* [Directions]
**a)** Return everything in the Moxon vise post below, from "Materials used were" down to "big a deal.", copied word for word.
**b)** Carry the forum post about building a Moxon vise further, picking up right after its last sentence.

* [Document extract]

# Moxon Vise for $6 and stuff around the shop



## TechRedneck (Jul 30, 2010)

*Moxon Vise for $6 and stuff around the shop *










I have a nice Incra Lite on my router table purchased and used specifically for joinery. It does a nice job and I use it for small dovetails and box joints. However I always wanted to learn how to do hand cut dovetails for larger projects and drawers in the furniture I am building.

After a couple attempts on my bench using the leg vise, my patience was wearing thin and back was starting to complain. I work on networks and servers all day and don't use my back much.

I follow the epic threads on workbenches, hand planes, chisels and like the hand tool work (still use my machines as well) and started researching the Moxon Vises. I particularly liked the one sold by "Tools for Working Wood" and the one by BenchCrafted. There are a number of videos on these just search YouTube.

I did not want to spend a lot of cash and "Tools For Working Wood" was back ordered on the handles. So here is what I came up with using some leftover Oak, some bolts, washers, and a few pieces of copper tube. I have to say this works great and I incorporated a number of features from the many others posted.










This rear view of the vise shows the shelf that I just glued onto the clamped portion of the vice to hold the tail board while marking the pins. For a beginner like me, this seemed like a must have feature.

Materials used were three 3/4×4" x 41.5" oak boards glued up for the base, two 3/4×36" oak boards glued up for the jaws, two 10×1/2" bolts (threaded only 6") two nuts and two washers. For the handles, I used some smaller bolts, nuts, washers and custom cut some old copper water line filling the gap inside with some duct tape to take out the wobble.










I used my brace and 1/2" auger because I did not feel like setting up the roller stand on the drill press to drill the holes. If you do this, be careful to drill straight. One of my bores was off a few degrees but was not that big a deal.










Once the holes are bored, run the bolt through and twist on the nut, then pull it tight against the back and trace the outline of the nut with a knife. Remove the bolt and nut then using a sharp chisel, carefully chisel out the recess for the nut. This has to be done to tight tolerances so take your time.

* [Material supplied]

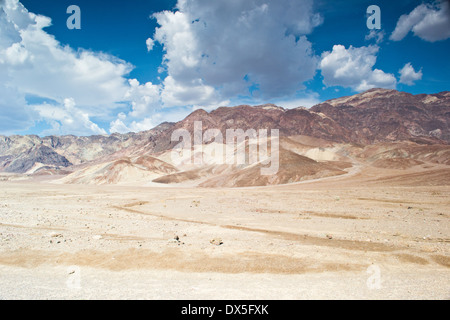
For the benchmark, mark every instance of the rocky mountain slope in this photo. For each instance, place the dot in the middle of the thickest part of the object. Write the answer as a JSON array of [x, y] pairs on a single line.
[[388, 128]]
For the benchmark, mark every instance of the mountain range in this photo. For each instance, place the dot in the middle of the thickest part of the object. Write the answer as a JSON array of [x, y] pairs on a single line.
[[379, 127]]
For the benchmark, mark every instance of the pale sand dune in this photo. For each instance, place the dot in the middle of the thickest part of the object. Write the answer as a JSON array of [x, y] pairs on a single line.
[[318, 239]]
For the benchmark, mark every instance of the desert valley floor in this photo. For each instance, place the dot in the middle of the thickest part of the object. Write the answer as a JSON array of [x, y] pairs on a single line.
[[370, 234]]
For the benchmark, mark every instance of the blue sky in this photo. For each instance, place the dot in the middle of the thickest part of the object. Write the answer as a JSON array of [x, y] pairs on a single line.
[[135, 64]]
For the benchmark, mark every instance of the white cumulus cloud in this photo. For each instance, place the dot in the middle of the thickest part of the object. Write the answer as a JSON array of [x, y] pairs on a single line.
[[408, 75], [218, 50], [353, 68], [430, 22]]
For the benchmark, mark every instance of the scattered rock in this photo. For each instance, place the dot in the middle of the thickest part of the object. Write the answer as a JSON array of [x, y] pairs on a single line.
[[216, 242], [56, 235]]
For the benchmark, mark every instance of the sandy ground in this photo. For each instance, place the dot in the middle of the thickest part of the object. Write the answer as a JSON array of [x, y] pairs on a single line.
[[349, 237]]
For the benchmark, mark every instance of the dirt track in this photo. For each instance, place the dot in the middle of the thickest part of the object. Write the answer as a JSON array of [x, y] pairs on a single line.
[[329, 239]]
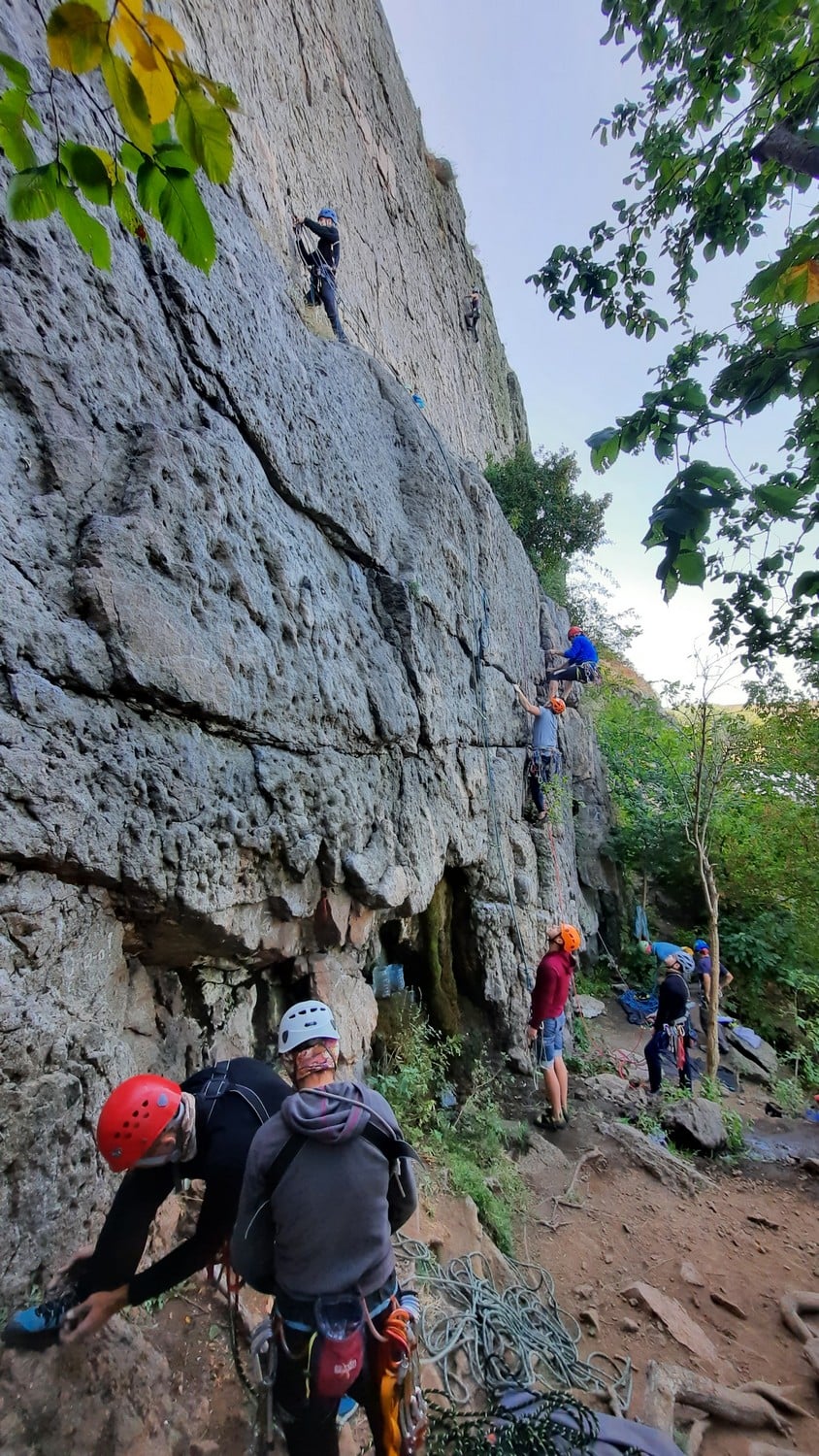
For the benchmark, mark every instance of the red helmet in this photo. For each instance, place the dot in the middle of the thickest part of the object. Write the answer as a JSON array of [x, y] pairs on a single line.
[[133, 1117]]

* [Answers in order]
**a)**
Materials used were three 3/4×4" x 41.5" oak boards glued up for the base, two 3/4×36" oak boards glued up for the jaws, two 10×1/2" bolts (threaded only 6") two nuts and two washers. For the handles, I used some smaller bolts, nuts, washers and custom cut some old copper water line filling the gap inside with some duct tape to take out the wobble.










I used my brace and 1/2" auger because I did not feel like setting up the roller stand on the drill press to drill the holes. If you do this, be careful to drill straight. One of my bores was off a few degrees but was not that big a deal.

**b)**
To aid in screwing in the bolt, I tapered the edge on the belt sander, this provides a nice taper to make inserting the bolt easy.










At first, I thought I had a brainstorm. Using the notches cut from the base, I drilled a 1/2" hole and cut a square recess to fit the underside of the bolt. These would be little knobs for turning the vice in and out. NOT!!!

My wrists were numb by the time I turned both of those knobs in on the first try. I knew at that point that I needed some cranks and let elementary physics do the work.










Now this is more like it. I scoured the scrap drawers for some parts and came up with two smaller bolts, recessed the nuts in the back, placed a washer at both ends threaded the bolt just just till it started in the recessed nut on the back of the handle and measured between the washers. Then cut a piece of copper pipe to that length and flared the end. Then I wrapped some duct tape around the threads of the bolt enough that the pipe just slid over the tape. Because there was a small space between the washer and the head of the bolt, I was able to fit a wrench just under the mushroom head and tightened the bolt, squeezing the copper pipe and the whole handle together. Then I assembled the handles on to the long 10" bolts and cranked the whole vice tight.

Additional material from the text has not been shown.